Exercise brief:
In the material below, please retype the lines from the very first through the one with "box: [0, 3, 343, 245]", exactly and without pictures.

--- Source material Enclosed Below ---

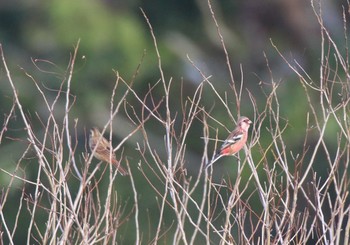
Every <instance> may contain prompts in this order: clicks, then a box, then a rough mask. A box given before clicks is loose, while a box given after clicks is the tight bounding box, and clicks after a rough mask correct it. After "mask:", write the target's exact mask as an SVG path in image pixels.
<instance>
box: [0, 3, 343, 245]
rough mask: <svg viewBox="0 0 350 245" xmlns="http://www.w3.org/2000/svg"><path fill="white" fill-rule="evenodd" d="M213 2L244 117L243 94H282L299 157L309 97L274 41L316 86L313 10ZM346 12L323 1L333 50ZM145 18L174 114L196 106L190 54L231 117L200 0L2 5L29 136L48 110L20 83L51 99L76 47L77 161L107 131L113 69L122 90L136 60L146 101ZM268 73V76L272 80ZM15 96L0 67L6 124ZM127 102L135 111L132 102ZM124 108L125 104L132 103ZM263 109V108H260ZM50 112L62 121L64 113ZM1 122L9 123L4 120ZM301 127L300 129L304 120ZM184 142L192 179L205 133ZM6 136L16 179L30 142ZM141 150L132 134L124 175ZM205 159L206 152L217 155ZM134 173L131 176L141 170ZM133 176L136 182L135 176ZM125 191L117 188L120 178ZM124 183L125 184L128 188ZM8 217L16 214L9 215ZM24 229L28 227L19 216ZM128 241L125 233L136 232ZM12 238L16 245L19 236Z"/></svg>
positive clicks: (152, 51) (155, 206)
mask: <svg viewBox="0 0 350 245" xmlns="http://www.w3.org/2000/svg"><path fill="white" fill-rule="evenodd" d="M211 4H212V7H213V10H214V12H215V15H216V18H217V20H218V24H219V26H220V28H221V31H222V34H223V38H224V41H225V44H226V47H227V50H228V52H229V57H230V60H231V64H232V68H233V72H234V78H235V79H236V80H237V81H240V80H241V79H243V81H244V85H243V87H244V89H243V99H242V101H241V113H242V114H243V115H246V116H248V117H253V112H254V111H253V106H252V104H251V102H250V100H249V97H248V94H247V90H249V91H250V92H251V93H252V94H253V95H254V97H255V98H256V100H257V103H258V105H259V101H265V95H264V91H270V88H271V86H270V84H271V81H274V82H276V83H281V85H280V88H279V95H280V97H281V98H283V100H281V101H280V102H281V103H282V105H281V108H283V111H282V112H281V113H282V115H281V116H282V117H284V118H286V119H288V120H289V123H290V125H291V127H290V128H288V130H287V131H286V138H288V140H290V142H288V143H290V145H291V146H293V147H294V148H295V149H298V145H300V142H301V141H302V140H303V139H304V136H305V135H303V131H302V130H300V131H296V130H294V129H295V128H298V127H300V126H301V125H303V124H304V122H305V114H306V111H307V110H308V108H305V107H301V106H300V105H299V104H298V103H296V102H295V98H298V100H299V101H304V100H305V97H304V92H303V90H302V88H301V87H300V86H296V84H297V83H298V80H297V78H296V77H295V74H294V73H293V72H292V71H291V69H289V68H288V67H287V66H286V64H285V63H284V62H283V61H282V59H281V57H280V56H279V55H278V53H277V52H276V50H275V49H274V47H273V46H272V44H271V40H272V41H273V43H274V44H275V45H276V46H277V47H278V49H279V50H280V51H281V52H282V54H283V55H285V56H286V57H287V58H288V59H290V60H297V62H298V63H299V64H300V65H301V66H302V67H303V68H304V69H305V70H306V71H307V72H308V74H309V75H310V76H311V77H314V78H315V79H317V77H319V71H320V68H319V64H320V54H321V49H320V48H321V39H320V37H321V31H320V26H319V24H318V22H317V19H316V17H315V14H314V12H313V9H312V7H311V2H309V1H305V0H294V1H290V0H270V1H255V0H245V1H237V0H221V1H212V3H211ZM314 5H315V8H316V9H318V8H319V3H318V2H315V3H314ZM343 6H347V3H346V1H345V0H344V1H331V0H325V1H322V15H323V20H324V25H325V26H326V27H327V28H328V31H330V33H331V35H332V37H333V38H334V40H335V41H339V42H340V43H343V42H344V41H343V40H344V30H343V21H342V18H343V17H342V11H343ZM140 8H142V9H143V10H144V12H145V13H146V15H147V17H148V18H149V20H150V22H151V24H152V26H153V30H154V34H155V35H156V38H157V41H158V47H159V50H160V53H161V57H162V65H163V69H164V73H165V79H166V80H167V81H169V80H170V79H172V83H173V85H172V86H173V93H174V95H173V96H171V100H172V101H171V103H172V105H173V106H174V107H175V106H178V107H179V108H180V106H181V101H180V100H179V95H181V90H183V92H182V93H183V94H182V96H183V98H186V97H187V96H192V95H193V93H194V91H195V89H196V88H197V86H198V85H199V83H200V82H201V81H202V77H201V75H200V74H199V73H198V71H197V70H196V69H195V68H194V67H193V66H192V64H191V63H190V62H189V60H188V58H187V55H188V56H189V57H190V59H191V60H193V61H194V63H195V64H196V65H197V66H199V67H200V69H201V70H202V71H203V72H204V73H205V75H206V76H209V75H211V78H210V81H211V82H212V83H213V84H214V86H215V88H216V89H217V90H218V92H220V93H221V94H222V95H223V94H224V92H227V93H228V100H229V105H230V106H232V113H233V115H236V114H237V108H236V105H235V100H234V97H233V95H232V94H230V93H232V90H231V89H230V75H229V72H228V69H227V65H226V59H225V55H224V52H223V49H222V45H221V42H220V39H219V37H218V34H217V29H216V26H215V23H214V22H213V19H212V16H211V13H210V10H209V8H208V4H207V1H202V0H176V1H175V0H168V1H164V0H152V1H151V0H145V1H141V0H130V1H112V0H105V1H103V0H89V1H86V0H75V1H70V0H51V1H36V0H29V1H17V0H14V1H5V0H2V1H0V42H1V44H2V48H3V50H4V53H5V58H6V61H7V64H8V66H9V69H10V71H11V72H12V77H13V79H14V82H15V84H16V86H17V89H18V92H19V95H20V99H21V100H22V103H23V105H25V107H26V109H25V110H26V111H27V112H28V115H30V116H31V118H30V120H31V122H32V124H33V128H34V130H37V131H40V130H43V128H42V125H41V124H40V120H39V119H38V118H37V116H36V115H35V113H38V115H40V116H42V118H45V116H47V110H46V107H45V105H44V104H43V103H42V98H40V96H39V95H38V92H37V90H36V89H35V87H34V86H33V82H32V80H31V78H30V77H28V76H27V75H26V73H29V74H30V75H32V76H33V77H34V78H35V80H36V81H38V82H40V83H42V84H43V85H45V87H47V93H48V94H50V89H59V87H60V84H61V82H62V81H63V80H64V79H65V78H67V76H68V73H67V71H68V70H67V67H68V65H69V61H70V59H71V55H72V53H73V49H74V47H75V46H76V45H77V42H78V40H80V46H79V51H78V57H77V60H76V64H75V69H74V75H73V81H72V90H71V93H72V95H74V96H75V105H74V107H73V108H72V110H71V118H72V121H73V119H75V118H76V119H78V124H77V128H78V134H77V135H78V140H79V142H80V143H79V148H80V150H81V151H86V136H87V132H88V130H89V128H90V127H91V126H95V125H96V126H98V127H103V126H104V125H105V123H106V122H107V120H108V117H109V108H110V102H109V101H110V97H111V91H112V89H113V87H114V84H115V80H116V75H115V71H118V72H119V74H120V75H121V76H122V77H123V78H124V79H125V80H126V81H128V82H129V81H131V80H132V77H133V75H134V74H135V71H136V69H137V67H138V65H139V63H140V62H141V60H142V62H141V67H140V72H139V74H138V75H137V76H136V79H135V83H134V89H135V91H136V92H137V93H138V94H139V95H140V97H141V98H142V97H143V96H144V95H145V94H146V93H147V91H148V89H149V85H154V84H155V83H156V82H157V81H158V80H159V79H160V73H159V69H158V61H157V57H156V53H155V49H154V44H153V40H152V37H151V34H150V31H149V27H148V26H147V23H146V21H145V18H144V16H143V15H142V12H141V10H140ZM345 8H346V7H345ZM340 46H341V45H340ZM342 48H345V46H342ZM142 57H143V58H142ZM267 64H268V65H267ZM241 67H242V71H243V73H242V74H243V77H242V74H241ZM269 69H271V70H272V72H273V73H272V74H271V73H270V71H269ZM124 92H125V90H123V89H121V90H120V91H117V93H120V94H117V98H118V96H121V95H122V94H123V93H124ZM12 94H13V93H12V91H11V89H10V86H9V83H8V81H7V78H6V74H5V72H4V69H3V68H2V66H1V70H0V104H1V107H0V112H1V114H2V115H6V114H7V113H9V111H10V109H11V106H12V104H13V99H12ZM53 94H54V93H53ZM154 94H157V93H156V92H155V93H154ZM291 95H293V96H291ZM203 96H204V98H205V100H203V106H205V107H206V108H214V109H213V110H212V116H213V117H214V118H216V119H217V120H219V121H220V122H222V123H223V124H224V125H226V127H227V128H228V129H230V130H231V129H233V127H234V126H233V122H232V121H231V120H230V118H229V117H228V116H227V113H226V111H225V110H222V107H220V106H219V105H218V104H219V103H218V100H217V98H215V96H213V93H212V92H208V93H204V95H203ZM49 99H51V100H53V98H49ZM159 99H160V98H159ZM260 99H261V100H260ZM130 100H134V102H135V103H136V99H135V98H130ZM130 103H131V104H132V101H131V102H130ZM136 104H137V103H136ZM304 104H305V103H304ZM60 106H61V108H62V111H61V113H63V112H64V103H63V102H62V105H59V106H57V107H58V108H60ZM261 106H262V108H263V107H264V106H265V105H261ZM175 111H176V110H175ZM179 111H180V109H179ZM56 112H57V113H60V110H57V111H56ZM3 118H4V116H2V117H1V119H0V120H3ZM300 118H302V119H303V120H299V119H300ZM115 120H116V123H115V124H114V129H113V136H114V141H115V142H114V144H118V143H119V141H120V140H121V139H123V138H124V137H125V136H126V135H127V134H128V133H129V132H130V130H131V129H132V128H133V125H132V124H131V123H130V122H129V121H128V119H127V118H126V117H125V115H123V113H120V115H119V114H118V115H117V117H116V119H115ZM1 123H2V122H1ZM211 123H212V126H213V128H215V127H218V126H217V125H215V123H214V122H211ZM72 125H73V124H72ZM148 127H149V130H150V132H153V133H154V135H155V139H157V140H158V141H157V142H159V148H160V150H159V151H160V153H162V152H165V149H164V141H163V137H164V134H165V132H160V131H159V130H158V129H157V127H153V128H152V124H150V125H148ZM330 130H332V129H330ZM296 132H297V133H296ZM190 134H191V135H192V137H189V138H190V139H191V141H190V142H187V151H188V153H189V156H188V157H189V158H188V159H192V160H191V161H192V162H189V161H190V160H188V161H187V163H186V164H187V165H186V167H187V169H188V172H189V174H190V175H196V173H197V172H198V168H199V167H200V164H201V162H200V160H201V156H202V153H203V149H202V146H203V141H202V140H201V139H200V137H201V136H202V126H200V127H197V128H196V127H194V129H193V131H192V132H191V133H190ZM329 134H330V135H331V133H329ZM5 136H6V137H7V138H4V139H3V142H2V144H1V149H0V154H1V155H0V161H1V165H2V168H5V169H7V170H8V171H9V172H11V168H14V166H15V165H14V163H16V162H17V161H18V158H19V157H18V156H20V155H21V154H22V152H23V151H24V149H25V145H22V144H21V141H14V140H13V139H15V138H16V139H22V140H25V138H26V135H25V132H24V130H23V124H22V123H21V120H18V119H17V118H16V117H13V118H11V121H10V124H9V126H8V128H7V132H6V135H5ZM214 136H215V135H214ZM226 136H227V131H226V130H224V129H222V128H220V129H219V138H222V139H224V138H225V137H226ZM140 140H142V139H140V136H139V135H135V136H134V137H132V138H131V139H130V140H129V141H127V142H126V143H125V144H124V145H123V146H122V148H123V150H124V151H123V152H124V153H123V154H124V156H126V155H132V156H133V157H131V158H130V159H129V161H130V164H131V165H132V163H135V165H136V164H137V163H138V162H139V160H140V159H139V157H137V156H135V148H136V143H137V142H139V141H140ZM330 140H333V139H330ZM334 142H336V139H334ZM210 150H211V151H210V152H212V151H213V150H214V149H213V148H212V149H210ZM117 155H118V153H117ZM119 156H120V154H119ZM210 157H211V156H210ZM220 161H221V162H220V163H219V164H218V166H217V167H216V169H215V176H216V177H217V178H218V179H220V178H221V177H222V175H223V173H227V172H228V173H230V174H232V176H234V172H235V171H236V169H235V168H232V166H231V165H230V164H231V163H232V160H228V159H222V160H220ZM194 162H195V163H194ZM24 168H25V167H24ZM131 168H132V170H133V171H135V174H136V177H137V168H136V166H131ZM31 171H34V172H33V175H34V173H35V168H33V169H28V168H27V169H26V175H27V178H29V179H30V178H31V175H32V173H31ZM1 176H2V177H1V179H0V182H2V184H1V185H3V184H4V183H7V181H8V179H9V177H8V176H7V175H5V174H3V173H1ZM34 176H35V175H34ZM138 177H140V180H139V181H140V183H142V181H143V180H142V176H141V175H140V176H138ZM33 178H34V177H33ZM120 181H121V182H122V183H123V180H120ZM126 183H128V181H127V180H125V185H126ZM139 186H142V184H140V185H139ZM146 186H147V185H146ZM144 188H148V187H144ZM128 191H129V190H128V189H127V188H125V190H124V187H123V185H121V187H120V188H119V193H120V195H124V196H128V195H130V193H128ZM19 193H20V192H19ZM14 195H15V194H14ZM144 200H145V201H144V203H143V205H144V209H148V210H149V212H150V213H152V212H155V211H153V210H152V208H154V209H155V210H156V209H157V206H156V205H155V204H154V203H153V200H154V195H153V196H150V198H149V199H147V198H146V199H144ZM152 205H153V206H152ZM13 209H16V208H15V207H13ZM8 212H11V210H10V208H9V210H8ZM23 219H24V220H25V217H23ZM145 222H146V221H145ZM169 222H170V221H169ZM126 230H127V229H126ZM125 232H126V233H125V234H127V232H131V231H130V230H129V231H125ZM17 239H18V241H19V243H18V244H20V241H22V240H21V239H22V238H20V237H18V238H17Z"/></svg>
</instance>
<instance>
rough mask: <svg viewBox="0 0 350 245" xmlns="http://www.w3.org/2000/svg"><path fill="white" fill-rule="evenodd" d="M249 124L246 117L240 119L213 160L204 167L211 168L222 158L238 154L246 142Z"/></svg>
mask: <svg viewBox="0 0 350 245" xmlns="http://www.w3.org/2000/svg"><path fill="white" fill-rule="evenodd" d="M250 124H252V121H250V120H249V118H248V117H240V118H239V119H238V121H237V126H236V128H235V129H234V130H233V131H232V132H231V133H230V135H229V136H228V137H227V139H226V140H225V141H224V143H223V144H222V145H221V147H220V149H219V150H218V151H217V153H216V154H215V156H214V158H213V160H211V161H210V162H209V163H208V164H207V165H206V167H207V168H208V167H209V166H211V165H212V164H213V163H214V162H216V161H217V160H218V159H219V158H221V157H222V156H232V155H234V154H236V153H237V152H239V151H240V150H241V149H242V148H243V146H244V145H245V143H246V142H247V139H248V129H249V127H250Z"/></svg>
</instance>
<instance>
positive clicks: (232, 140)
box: [221, 130, 243, 149]
mask: <svg viewBox="0 0 350 245" xmlns="http://www.w3.org/2000/svg"><path fill="white" fill-rule="evenodd" d="M242 138H243V133H242V132H240V131H238V130H235V131H233V132H232V133H231V134H230V135H229V136H228V137H227V139H226V140H225V141H224V143H223V144H222V146H221V149H224V148H226V147H227V146H229V145H232V144H235V143H236V142H237V141H239V140H241V139H242Z"/></svg>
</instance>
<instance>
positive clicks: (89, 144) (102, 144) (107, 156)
mask: <svg viewBox="0 0 350 245" xmlns="http://www.w3.org/2000/svg"><path fill="white" fill-rule="evenodd" d="M96 144H97V147H96ZM89 146H90V150H91V152H93V153H94V157H96V158H97V159H98V160H100V161H104V162H107V163H111V164H113V165H114V166H115V167H116V168H117V170H118V171H119V173H120V174H121V175H123V176H125V175H128V172H127V171H126V170H125V169H124V168H123V167H122V166H120V162H119V161H117V159H116V156H115V153H114V152H113V150H112V148H111V144H110V143H109V142H108V140H107V139H106V138H105V137H103V136H102V135H101V133H100V131H99V130H98V128H96V127H93V128H92V129H91V130H90V137H89ZM95 148H96V150H95ZM94 150H95V152H94Z"/></svg>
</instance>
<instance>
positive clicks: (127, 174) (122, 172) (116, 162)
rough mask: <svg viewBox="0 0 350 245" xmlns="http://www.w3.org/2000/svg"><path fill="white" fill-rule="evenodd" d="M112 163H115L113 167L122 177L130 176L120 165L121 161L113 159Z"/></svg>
mask: <svg viewBox="0 0 350 245" xmlns="http://www.w3.org/2000/svg"><path fill="white" fill-rule="evenodd" d="M112 163H113V165H114V166H115V167H116V168H117V170H118V171H119V173H120V174H121V175H123V176H126V175H128V174H129V173H128V171H126V170H125V169H124V168H123V167H122V166H121V165H120V162H119V161H117V160H115V159H113V161H112Z"/></svg>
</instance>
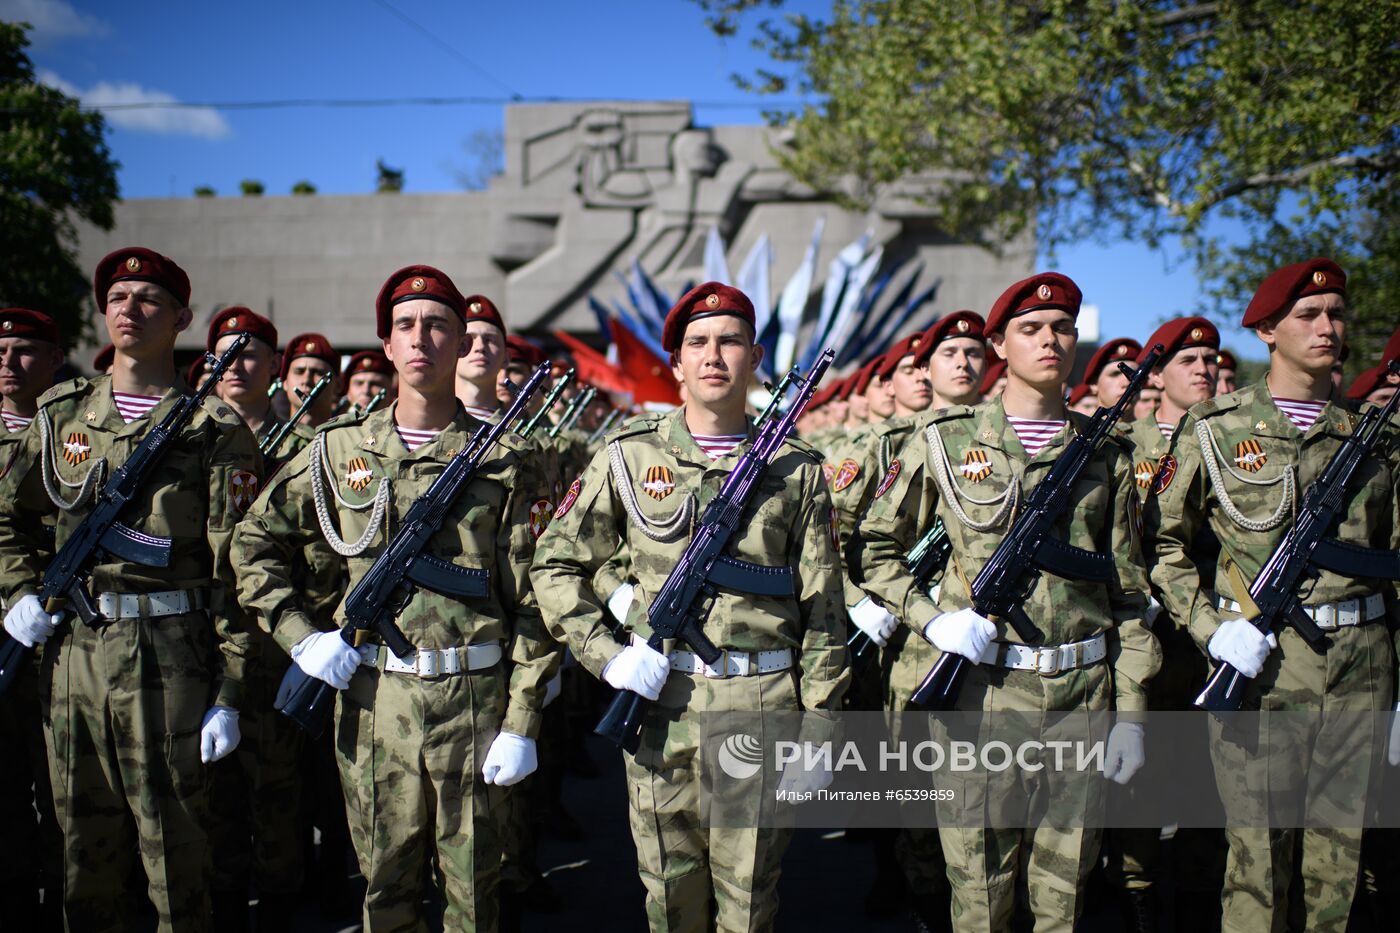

--- End of Enclosed Source material ---

Answer box:
Every <instance> may contain prompts in this order: clicks, then a box, then a rough mask. A box given before clicks is loose, while a box given after clicks is the tight bounding box, and clicks after a rough mask correct it. After "mask:", write the target's exact mask as an SVG path in image pixels.
<instance>
box: [0, 3, 343, 245]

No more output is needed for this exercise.